● **Problem requirements**:
Rewrite the entries from the line containing "locate blurred pedestrian, a" up to and including the last line of the entries, replacing "pixel coordinates" with "image coordinates" and changing nothing else, and leave the pictures out.

********************

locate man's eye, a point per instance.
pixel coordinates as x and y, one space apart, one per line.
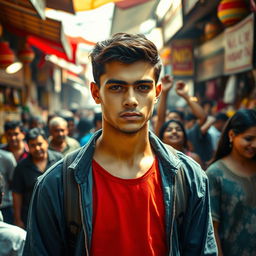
143 87
115 87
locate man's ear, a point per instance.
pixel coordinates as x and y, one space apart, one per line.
95 91
158 92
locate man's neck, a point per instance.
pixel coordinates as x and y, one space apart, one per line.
124 155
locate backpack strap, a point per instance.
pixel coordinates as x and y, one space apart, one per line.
71 202
71 198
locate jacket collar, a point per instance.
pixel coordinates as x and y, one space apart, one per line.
83 160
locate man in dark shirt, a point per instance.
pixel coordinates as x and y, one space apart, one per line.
27 172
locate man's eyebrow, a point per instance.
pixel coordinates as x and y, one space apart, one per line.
146 81
115 81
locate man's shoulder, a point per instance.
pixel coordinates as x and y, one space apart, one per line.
12 238
54 154
72 141
11 232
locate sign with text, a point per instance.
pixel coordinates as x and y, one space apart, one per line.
210 67
238 41
182 58
173 20
189 5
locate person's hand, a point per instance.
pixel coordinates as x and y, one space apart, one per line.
19 223
167 83
181 89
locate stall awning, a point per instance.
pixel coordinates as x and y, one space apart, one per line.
73 6
140 11
26 22
31 7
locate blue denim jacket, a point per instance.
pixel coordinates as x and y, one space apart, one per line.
46 234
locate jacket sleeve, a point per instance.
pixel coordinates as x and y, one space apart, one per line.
198 235
46 228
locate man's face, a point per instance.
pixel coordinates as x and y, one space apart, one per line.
59 132
127 95
14 137
38 148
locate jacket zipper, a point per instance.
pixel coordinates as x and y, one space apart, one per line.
173 214
83 224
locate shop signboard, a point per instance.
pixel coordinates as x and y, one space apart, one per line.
239 46
182 58
15 79
189 5
39 5
210 59
210 67
173 20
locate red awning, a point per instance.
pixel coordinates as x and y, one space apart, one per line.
52 48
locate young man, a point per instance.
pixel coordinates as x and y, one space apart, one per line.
7 166
27 172
125 175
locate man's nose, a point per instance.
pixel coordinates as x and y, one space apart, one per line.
130 99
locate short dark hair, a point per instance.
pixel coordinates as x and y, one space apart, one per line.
34 133
241 121
10 125
126 48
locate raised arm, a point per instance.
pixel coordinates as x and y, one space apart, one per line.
196 109
17 202
167 83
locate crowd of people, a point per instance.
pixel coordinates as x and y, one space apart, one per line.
121 161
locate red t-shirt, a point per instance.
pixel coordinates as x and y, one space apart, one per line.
128 214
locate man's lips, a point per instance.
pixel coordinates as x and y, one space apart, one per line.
130 115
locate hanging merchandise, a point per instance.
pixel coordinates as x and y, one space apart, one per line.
211 29
232 11
26 54
6 54
230 91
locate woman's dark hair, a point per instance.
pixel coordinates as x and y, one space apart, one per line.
34 133
126 48
241 121
165 126
9 125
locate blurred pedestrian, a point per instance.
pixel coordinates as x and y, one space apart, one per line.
59 139
174 134
12 238
7 165
84 130
27 172
13 131
125 177
232 178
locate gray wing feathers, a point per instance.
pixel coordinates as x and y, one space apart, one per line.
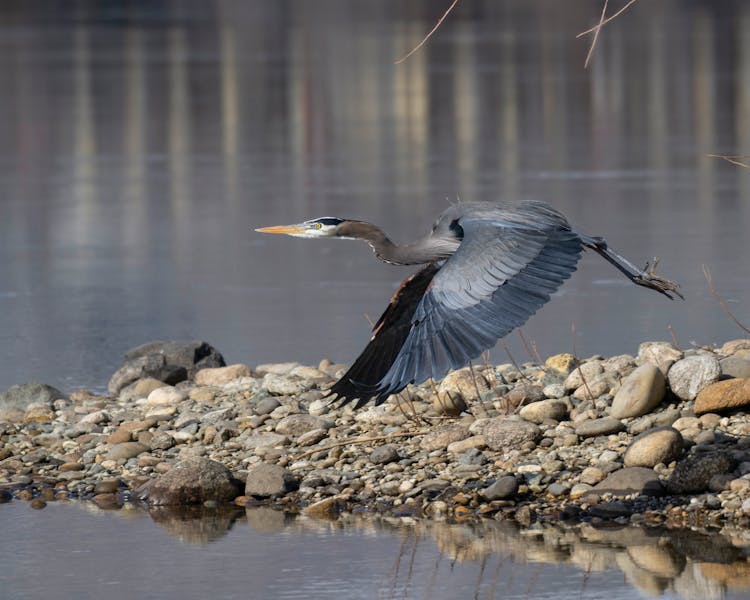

********************

● **Response to this exercise**:
locate blurred pedestrian, a point per instance.
image coordinates as x and y, one space apart, one per line.
59 139
174 134
12 238
7 165
84 130
27 172
13 131
125 177
232 178
locate gray wing feathers, a point per instance.
image coordinates as x and y, one space apart, one per line.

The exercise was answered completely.